• Exercices proposés
A. Extrayez de l'article sur l'assouplissement monétaire de la BCE le passage qui débute aux mots « Ce dernier doit » et qui s'arrête après « la zone euro. ».
B. Prolongez l'article sur l'assouplissement monétaire de la BCE à partir de sa dernière phrase.

23 juil. 2012

De l'assouplissement face au risque déflationniste: quelles perspectives pour la BCE et la FED?


Lors d'une conférence donnée vendredi dernier à Mexico (20 juillet); Benoît Coeuré a souligné que la crise européenne ne pouvait se résoudre que par la création d'institutions élaborées sur la base d'un processus démocratique et capable de faciliter la mise en place de réformes structurelles. Si la stabilité des prix a été assurée par la BCE (la volatilité de l'inflation chute alors que la volatilité des prix de l'énergie augmente depuis 1999), la politique monétaire européenne doit faire face à un affaiblissement du canal du taux d'intérêt qui ne peut être résolu que par le canal de la liquidité.
Ce dernier doit permettre de modifier les anticipations d'inflation pour ajuster les prix et les salaires et doit permettre de modifier l'offre de crédit et notamment le taux interbancaire ce qui permet ainsi d'obtenir une modification du taux d'intérêt de long terme et des effets additionnels sur le canal du prix des actifs. Des variables financières qui influenceront l'offre et la demande en biens et services mais aussi l'offre et la demande sur le marché du travail et qui favoriseront ainsi un nouvel ajustement des salaires et des prix tout en renforçant parallèlement les prix à l'importation sur l'ensemble de la zone euro.


Ces mécanismes justifient l'ensemble des actions monétaires entreprises par la BCE depuis plus de trois ans. Au cours du mois de juillet, de nouvelles mesures étaient envisageables: un troisième plan LTRO peu probable car les effets de second tour n'ont pas encore pleinement été mesurés, un nouveau SMP (programme d'achats d'actifs) peut vraisemblable quand bien même une stérilisation de l'opération serait annoncée (qui en pratique n'est pas toujours vérifiée), ou encore un élargissement des garantie demandées pour l'accès aux liquidités de la banque centrale (ce qui tend à accroître l'effet contagion du secteur bancaire par le risque de crédit). D'autres opérations peuvent aussi être annoncées mais ont aujourd'hui une probabilité plus forte: l'accord d'une licence bancaire au MES qui s'avèrerait être un programme d'assouplissement quantitatif indirect puisque le MES mutualiserait le risque en achetant des obligations de dettes souveraines et s'apparenterait à un SMP illimité mais sans subordination des investisseurs privés. A cette première possibilité s'ajoute celle d'une généralisation de la facilité de prêt d'urgence (ELA), ce qui devrait être le cas des banques grecques durant le mois d'août. Enfin, une nouvelle baisse du taux directeur est envisageable à 0,5 point. Le point d'interrogation reposerait alors sur une éventuelle baisse du taux de dépôt de 0 à -0.25 qui désinciterait, en principe, les banques commerciales à déposer leurs excédents puisque celles-ci devraient alors payer la BCE pour placer leurs liquidités. Dans tous les cas, une politique d'assouplissement quantitatif en zone euro est encore invraisemblable tant qu’aucune des opérations envisagées (SMP, LTRO, licence bancaire MES) n’est mise en application.

[Extraits de données de pointage]

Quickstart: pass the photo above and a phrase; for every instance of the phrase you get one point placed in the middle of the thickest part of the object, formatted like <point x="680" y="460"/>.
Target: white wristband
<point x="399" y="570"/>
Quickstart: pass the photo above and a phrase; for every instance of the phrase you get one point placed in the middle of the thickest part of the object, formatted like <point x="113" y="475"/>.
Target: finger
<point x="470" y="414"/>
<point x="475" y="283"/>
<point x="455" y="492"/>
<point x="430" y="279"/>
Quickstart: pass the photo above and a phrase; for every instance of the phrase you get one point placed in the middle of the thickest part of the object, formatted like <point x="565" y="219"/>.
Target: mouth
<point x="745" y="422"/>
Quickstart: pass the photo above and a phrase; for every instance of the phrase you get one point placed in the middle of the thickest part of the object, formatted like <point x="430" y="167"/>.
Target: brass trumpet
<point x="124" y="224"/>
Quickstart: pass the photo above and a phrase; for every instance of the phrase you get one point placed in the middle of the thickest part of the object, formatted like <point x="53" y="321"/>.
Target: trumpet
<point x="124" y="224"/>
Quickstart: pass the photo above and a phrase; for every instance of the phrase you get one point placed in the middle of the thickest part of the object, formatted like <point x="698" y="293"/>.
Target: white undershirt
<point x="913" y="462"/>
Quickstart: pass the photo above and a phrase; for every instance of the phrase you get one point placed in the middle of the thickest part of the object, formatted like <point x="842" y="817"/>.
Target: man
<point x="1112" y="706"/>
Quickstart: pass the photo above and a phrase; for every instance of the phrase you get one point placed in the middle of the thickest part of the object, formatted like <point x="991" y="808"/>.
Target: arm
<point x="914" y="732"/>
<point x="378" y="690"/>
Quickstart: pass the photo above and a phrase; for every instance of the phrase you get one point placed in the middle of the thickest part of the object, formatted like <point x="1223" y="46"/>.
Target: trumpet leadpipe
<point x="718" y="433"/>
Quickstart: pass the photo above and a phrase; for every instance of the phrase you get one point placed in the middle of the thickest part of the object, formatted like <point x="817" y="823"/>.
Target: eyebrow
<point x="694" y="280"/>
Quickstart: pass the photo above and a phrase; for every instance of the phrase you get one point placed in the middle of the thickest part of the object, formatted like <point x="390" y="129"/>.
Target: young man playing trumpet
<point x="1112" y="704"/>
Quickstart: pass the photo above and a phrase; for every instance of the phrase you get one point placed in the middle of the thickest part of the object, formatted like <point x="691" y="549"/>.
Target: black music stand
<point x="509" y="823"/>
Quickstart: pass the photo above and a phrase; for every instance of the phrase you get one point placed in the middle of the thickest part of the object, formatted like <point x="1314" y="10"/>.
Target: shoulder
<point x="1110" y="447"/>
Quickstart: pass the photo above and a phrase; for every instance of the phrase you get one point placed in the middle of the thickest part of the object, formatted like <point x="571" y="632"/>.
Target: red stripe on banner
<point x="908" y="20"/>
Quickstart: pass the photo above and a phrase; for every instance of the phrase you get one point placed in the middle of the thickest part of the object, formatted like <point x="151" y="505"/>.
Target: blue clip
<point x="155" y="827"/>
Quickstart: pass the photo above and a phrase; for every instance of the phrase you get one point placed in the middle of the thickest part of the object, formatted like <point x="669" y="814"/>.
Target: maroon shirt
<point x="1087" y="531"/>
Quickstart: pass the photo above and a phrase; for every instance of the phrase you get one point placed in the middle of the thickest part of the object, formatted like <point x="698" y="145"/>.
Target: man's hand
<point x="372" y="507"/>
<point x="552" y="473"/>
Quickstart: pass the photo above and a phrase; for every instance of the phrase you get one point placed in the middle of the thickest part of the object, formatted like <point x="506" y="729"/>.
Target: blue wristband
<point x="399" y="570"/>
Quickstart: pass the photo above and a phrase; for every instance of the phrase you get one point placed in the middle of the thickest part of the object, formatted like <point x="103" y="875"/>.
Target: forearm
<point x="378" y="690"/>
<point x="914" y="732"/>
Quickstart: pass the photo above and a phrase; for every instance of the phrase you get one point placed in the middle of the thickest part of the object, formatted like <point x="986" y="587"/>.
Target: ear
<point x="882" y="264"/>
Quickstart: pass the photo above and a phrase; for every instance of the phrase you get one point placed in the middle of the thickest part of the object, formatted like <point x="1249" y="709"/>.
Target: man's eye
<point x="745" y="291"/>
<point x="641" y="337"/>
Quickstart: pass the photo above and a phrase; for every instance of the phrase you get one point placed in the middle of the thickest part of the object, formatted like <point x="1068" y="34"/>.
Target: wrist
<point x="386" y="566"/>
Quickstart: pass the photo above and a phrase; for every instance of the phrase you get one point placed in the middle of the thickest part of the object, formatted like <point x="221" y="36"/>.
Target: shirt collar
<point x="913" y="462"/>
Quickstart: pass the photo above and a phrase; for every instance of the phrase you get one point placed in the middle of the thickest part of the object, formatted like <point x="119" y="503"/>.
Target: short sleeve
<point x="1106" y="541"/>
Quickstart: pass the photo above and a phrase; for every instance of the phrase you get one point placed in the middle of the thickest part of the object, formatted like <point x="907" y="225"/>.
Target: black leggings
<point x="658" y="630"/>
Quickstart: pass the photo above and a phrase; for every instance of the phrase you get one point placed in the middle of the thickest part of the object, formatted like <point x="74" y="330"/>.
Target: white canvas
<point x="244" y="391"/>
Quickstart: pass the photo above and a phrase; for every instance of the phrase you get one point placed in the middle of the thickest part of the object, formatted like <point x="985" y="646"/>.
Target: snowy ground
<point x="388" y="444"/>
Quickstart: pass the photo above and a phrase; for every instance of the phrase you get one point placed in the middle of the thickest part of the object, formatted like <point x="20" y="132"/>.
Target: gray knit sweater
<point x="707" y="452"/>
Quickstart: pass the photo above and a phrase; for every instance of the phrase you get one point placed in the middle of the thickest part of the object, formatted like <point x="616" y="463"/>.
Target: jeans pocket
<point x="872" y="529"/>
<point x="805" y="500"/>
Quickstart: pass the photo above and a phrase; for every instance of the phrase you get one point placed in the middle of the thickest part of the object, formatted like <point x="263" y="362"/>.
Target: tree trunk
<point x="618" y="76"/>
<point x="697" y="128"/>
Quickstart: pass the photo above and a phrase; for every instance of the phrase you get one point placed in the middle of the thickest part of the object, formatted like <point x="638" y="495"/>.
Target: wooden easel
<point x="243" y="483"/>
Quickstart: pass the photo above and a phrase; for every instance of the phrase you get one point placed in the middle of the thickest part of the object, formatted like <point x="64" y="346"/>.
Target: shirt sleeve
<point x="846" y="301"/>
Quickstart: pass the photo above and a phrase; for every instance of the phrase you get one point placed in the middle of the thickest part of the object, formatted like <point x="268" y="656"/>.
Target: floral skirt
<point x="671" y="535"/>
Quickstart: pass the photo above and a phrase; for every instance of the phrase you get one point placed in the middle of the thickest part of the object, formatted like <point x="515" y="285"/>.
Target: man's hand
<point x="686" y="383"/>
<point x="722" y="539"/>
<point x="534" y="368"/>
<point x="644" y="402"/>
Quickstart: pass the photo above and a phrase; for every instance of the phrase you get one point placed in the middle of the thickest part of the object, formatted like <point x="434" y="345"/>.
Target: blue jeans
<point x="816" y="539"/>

• Les réponses
A.
Ce dernier doit permettre de modifier les anticipations d'inflation pour ajuster les prix et les salaires et doit permettre de modifier l'offre de crédit et notamment le taux interbancaire ce qui permet ainsi d'obtenir une modification du taux d'intérêt de long terme et des effets additionnels sur le canal du prix des actifs. Des variables financières qui influenceront l'offre et la demande en biens et services mais aussi l'offre et la demande sur le marché du travail et qui favoriseront ainsi un nouvel ajustement des salaires et des prix tout en renforçant parallèlement les prix à l'importation sur l'ensemble de la zone euro.

B.
En revanche, un troisième plan d'assouplissement est toujours attendu aux Etats-Unis. Celui-ci pourrait être annoncé lors du prochain discours de Jackson Hole courant août et devrait porter l'attention sur deux aspects. le premier est de savoir si la FED aura l'intention, si elle décide de lancer le programme, de stériliser l'ensemble des rachats d'actifs obligataires. Le second aspect repose sur les modalités de l'application du plan, c'est-à-dire savoir si les rachats d'actifs seront déterminés ex-ante à la mise en place du programme ou progressivement ajustés selon l’évolution de la conjoncture américaine. Dans tous les cas, une telle politique visera à augmenter les anticipations d'inflation et à avoir un impact sur les investisseurs qui réalloueront leur portefeuille vers des obligations d'entreprises, voire des actions. Cette politique ne sera possible que dans la mesure où l'économie américaine se dégrade, les prochains chiffres américains pèseront lourds durant la prochaine réunion du FOMC. Enfin, au-delà de ces éventuelles annonces, une reprise de la conjoncture n'empêcherait pas les taux d'intérêt américain de légèrement remonter tout en restant proche de la zone de taux d'intérêt. On sait que la FED s'est engagée à ne pas remonter brutalement les taux avant la fin 2014 mais cela n'empêche en rien l'ajustement de 0,25 point. Ainsi, nous pouvons dégager deux cas de figures. Le premier cas est une dégradation de la conjoncture qui favorisera un assouplissement quantitatif de la politique monétaire américaine et pourrait mener courant 2013 à une légère remontée du taux directeur. Le second cas est une stabilisation de la conjoncture, donc aucune annonce d'assouplissement quantitatif, et une remontée  des taux dès le début 2013. Il n'en demeure pas moins que la politique de la FED reste crédible aux yeux des investisseurs dans un contexte où l'incertitude augmente de nouveaux en Europe suite au plan de recapitalisation espagnol. Au-delà des enjeux institutionnels, la décision du FOMC pourrait avoir un nouvel impact considérable sur la conjoncture de l'économie américaine, puis européenne et pourrait tomber à point nommé pour les économies européennes, quand bien même le MES serait enfin mis en place fin septembre.